- _Problem to solve_
Copy the data from the line that contains "find the hazy" to its last line, exactly, including both of those lines and leaving out everything before.

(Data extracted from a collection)
┌──

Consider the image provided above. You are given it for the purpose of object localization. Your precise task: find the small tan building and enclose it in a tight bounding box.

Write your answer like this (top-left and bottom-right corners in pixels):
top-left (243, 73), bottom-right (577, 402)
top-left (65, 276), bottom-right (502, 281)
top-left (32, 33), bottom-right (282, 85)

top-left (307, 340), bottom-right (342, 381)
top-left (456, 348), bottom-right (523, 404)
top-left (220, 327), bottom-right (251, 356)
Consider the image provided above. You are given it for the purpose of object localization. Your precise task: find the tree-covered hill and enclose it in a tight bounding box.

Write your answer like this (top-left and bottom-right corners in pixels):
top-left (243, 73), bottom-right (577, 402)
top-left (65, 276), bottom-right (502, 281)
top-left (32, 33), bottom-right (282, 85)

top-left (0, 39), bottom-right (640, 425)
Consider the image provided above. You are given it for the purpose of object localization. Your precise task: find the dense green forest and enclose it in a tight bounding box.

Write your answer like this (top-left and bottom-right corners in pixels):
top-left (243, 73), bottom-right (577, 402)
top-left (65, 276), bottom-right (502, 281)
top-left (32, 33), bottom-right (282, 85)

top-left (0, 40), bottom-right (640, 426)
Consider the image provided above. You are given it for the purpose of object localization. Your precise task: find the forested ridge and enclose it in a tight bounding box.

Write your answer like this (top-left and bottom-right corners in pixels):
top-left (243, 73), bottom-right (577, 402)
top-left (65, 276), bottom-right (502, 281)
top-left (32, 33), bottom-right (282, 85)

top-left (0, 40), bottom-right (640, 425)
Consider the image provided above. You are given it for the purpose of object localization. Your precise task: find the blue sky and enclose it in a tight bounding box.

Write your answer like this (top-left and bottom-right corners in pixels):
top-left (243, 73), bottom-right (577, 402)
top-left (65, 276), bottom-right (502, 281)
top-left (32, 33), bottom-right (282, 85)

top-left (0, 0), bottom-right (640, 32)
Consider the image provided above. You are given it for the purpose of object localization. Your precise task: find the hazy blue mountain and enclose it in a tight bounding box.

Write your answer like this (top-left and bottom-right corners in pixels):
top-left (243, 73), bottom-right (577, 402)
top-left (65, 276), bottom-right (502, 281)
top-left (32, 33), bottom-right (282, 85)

└──

- _Solution to this task_
Consider the image provided above. You are given it for the purpose of object localization. Your precise task: find the hazy blue mountain and enclose it in a tight bounding box.

Write your answer like this (top-left and bottom-right corners in pixels):
top-left (243, 73), bottom-right (577, 402)
top-left (65, 276), bottom-right (502, 281)
top-left (32, 33), bottom-right (282, 85)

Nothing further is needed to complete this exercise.